§ **Required work**:
Copy out every line of the listing below, word for word.

§ **Point labels for objects**:
>> START

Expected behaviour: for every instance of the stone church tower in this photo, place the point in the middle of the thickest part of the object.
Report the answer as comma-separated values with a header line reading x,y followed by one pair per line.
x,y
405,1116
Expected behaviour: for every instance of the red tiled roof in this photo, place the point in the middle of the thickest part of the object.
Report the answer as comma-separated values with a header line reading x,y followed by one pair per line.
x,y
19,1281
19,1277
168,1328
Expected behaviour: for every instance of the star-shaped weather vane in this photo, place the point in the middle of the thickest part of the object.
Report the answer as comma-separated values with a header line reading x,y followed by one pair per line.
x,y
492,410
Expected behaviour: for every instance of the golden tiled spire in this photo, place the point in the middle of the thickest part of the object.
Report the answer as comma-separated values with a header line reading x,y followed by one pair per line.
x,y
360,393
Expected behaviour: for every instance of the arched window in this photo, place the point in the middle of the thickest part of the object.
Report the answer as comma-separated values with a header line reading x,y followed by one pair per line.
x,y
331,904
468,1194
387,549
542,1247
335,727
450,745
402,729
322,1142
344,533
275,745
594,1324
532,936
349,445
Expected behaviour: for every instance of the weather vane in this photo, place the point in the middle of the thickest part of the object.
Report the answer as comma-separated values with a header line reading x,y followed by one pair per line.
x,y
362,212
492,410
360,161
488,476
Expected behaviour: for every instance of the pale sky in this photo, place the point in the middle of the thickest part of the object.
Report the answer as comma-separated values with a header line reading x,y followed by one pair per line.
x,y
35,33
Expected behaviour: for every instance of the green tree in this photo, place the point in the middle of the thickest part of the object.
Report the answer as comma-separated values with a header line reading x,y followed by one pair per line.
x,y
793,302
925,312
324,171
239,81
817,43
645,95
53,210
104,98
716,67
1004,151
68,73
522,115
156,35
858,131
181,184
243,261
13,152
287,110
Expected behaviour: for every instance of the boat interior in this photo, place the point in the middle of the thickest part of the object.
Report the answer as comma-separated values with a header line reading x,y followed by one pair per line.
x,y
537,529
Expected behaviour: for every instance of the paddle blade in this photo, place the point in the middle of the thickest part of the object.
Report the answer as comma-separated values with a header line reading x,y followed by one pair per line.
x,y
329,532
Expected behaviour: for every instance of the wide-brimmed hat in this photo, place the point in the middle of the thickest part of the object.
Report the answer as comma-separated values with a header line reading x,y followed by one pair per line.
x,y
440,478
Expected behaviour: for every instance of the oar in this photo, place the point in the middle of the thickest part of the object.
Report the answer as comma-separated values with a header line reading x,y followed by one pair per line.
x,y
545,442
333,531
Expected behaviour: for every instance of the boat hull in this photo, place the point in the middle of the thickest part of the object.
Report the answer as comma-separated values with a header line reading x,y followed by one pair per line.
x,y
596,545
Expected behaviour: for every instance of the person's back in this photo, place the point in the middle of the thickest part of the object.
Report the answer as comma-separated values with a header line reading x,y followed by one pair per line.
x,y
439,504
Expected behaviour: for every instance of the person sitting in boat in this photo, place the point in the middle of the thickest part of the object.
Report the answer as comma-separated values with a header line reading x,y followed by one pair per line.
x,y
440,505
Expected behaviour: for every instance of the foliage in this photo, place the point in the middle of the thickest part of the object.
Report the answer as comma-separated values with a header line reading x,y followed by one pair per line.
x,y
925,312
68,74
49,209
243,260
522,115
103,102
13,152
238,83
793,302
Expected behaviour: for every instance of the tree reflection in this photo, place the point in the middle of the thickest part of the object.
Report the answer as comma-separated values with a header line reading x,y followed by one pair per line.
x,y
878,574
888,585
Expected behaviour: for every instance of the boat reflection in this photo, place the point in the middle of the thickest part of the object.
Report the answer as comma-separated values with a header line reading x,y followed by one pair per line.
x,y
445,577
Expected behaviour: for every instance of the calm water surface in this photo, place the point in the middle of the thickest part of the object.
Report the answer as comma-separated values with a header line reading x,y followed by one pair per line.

>> END

§ **Expected answer**:
Expected behaviour: for every instance of the stone church tower in this photo, place the point in the middle of the thickest part of the object.
Report the answer as comma-separated values with a header line reading x,y followed by one pair per line.
x,y
405,1116
Expected behaviour: for every instance of the red tiled roof in this photo, place the point in the middle of the thickest part of the object.
Report the answer as comma-separated values with a header line reading x,y followed by one pair per line.
x,y
19,1281
19,1277
168,1328
Expected behaviour: for every instance of the star-shaped weather vane in this photo, place the point in the middle of the thickest part of the object.
Report the answer as comma-separated values with a header line reading x,y followed by one pair per line.
x,y
492,410
Expected behaviour: for every instance of the golden tiled spire in this photo, place the point in the middle of the thickest part of the object.
Report the answer as comma-separated values with a header line reading x,y followed by one pair per line.
x,y
360,393
Expected behaviour: for every instance of the arched window in this photo, place the point in the middle of the thickest part of the object.
Report the answer as comma-separated values with a header line reading x,y followed by one pair per line.
x,y
331,904
468,1194
387,549
542,1247
335,727
450,745
402,729
322,1142
344,533
275,745
594,1324
532,936
349,445
Expected behaviour: for every instance of the weather vane in this photo, place the point in the middle of the thickest part of the object.
Report the answer as comma-separated values with a header line reading x,y followed by one pair per line.
x,y
362,212
492,410
360,161
488,476
Expected behaviour: for every instance of the pale sky in this photo, place the point in the middle of the thickest part of the object.
Report the answer as comma-separated values with a header line reading x,y followed by one pair per line.
x,y
35,33
Expected behaviour: for every instance of the green tree in this photo, place the point in the middle of the thickest part of the object.
Report the answer as comma-separated values with a header line reading x,y followed by one pair per line.
x,y
793,302
925,312
324,171
239,81
817,43
645,95
53,210
104,98
716,67
1004,151
68,73
522,115
156,35
858,131
181,184
243,261
13,152
287,110
Expected behaviour: for every instance of the boat interior in this photo, place the point in the middle of the thickest part of the object.
Report the answer as comma-separated values with a header line reading x,y followed by one pair per line.
x,y
537,529
Expected behaviour: for every instance of the paddle blade in this photo, place the point in the middle of the thickest part of the object.
Report the answer as comma-separated values with a header line reading x,y followed by one pair per line.
x,y
329,532
Expected behaviour: for every instance of the wide-brimmed hat in this photo, place the point in the middle of the thickest part of the object.
Report the answer as comma-separated values with a header line reading x,y followed by one pair per line.
x,y
440,478
Expected behaviour: for every instance of the oar in this photo, place the point in the middle of the thickest part of the object.
Report the answer as comma-separated values with a header line reading x,y followed by one pair per line.
x,y
545,442
333,531
Expected behaviour: for every instance of the boat hull in this photo, place the point in the middle of the thickest part of the object.
Report the answer as comma-separated values with a header line reading x,y followed by one pair per line.
x,y
596,545
Expected behaviour: for every instance of the person's back in this photo, place the point in the middle of the thickest part of the object.
Report the answer as comma-separated values with a header line reading x,y followed by one pair per line.
x,y
439,504
Expected behaviour: for every instance of the person sitting in boat in this photo, place the point in the middle of the thickest part of the object.
Report the answer as comma-separated values with a header line reading x,y followed by one pair per line.
x,y
440,505
Expected behaviour: for every instance of the foliage in this photo, place the point in the middle of the thickest part of the object.
Report the answer as comma-separated values with a header line reading x,y followed by one pair per line.
x,y
925,312
68,74
49,209
243,260
522,115
103,102
13,152
238,83
793,302
Expected behaviour: for every instance of the tree reflection in this photo, place the point in the middle of the thickest part of the object.
Report the answer as comma-separated values with a header line reading x,y followed by one pair per line.
x,y
878,574
888,585
Expected behaviour: for every instance of the boat reflection in this photo, place the point in the middle of the thickest part of the object.
Report the answer as comma-separated values with a header line reading x,y followed by one pair per line.
x,y
445,577
Expected behaviour: for every instance of the calm water surface in this photo, place the point in the middle of the thickest part of the object.
Report the answer as comma-separated values with a header line reading x,y followed by one pair per line.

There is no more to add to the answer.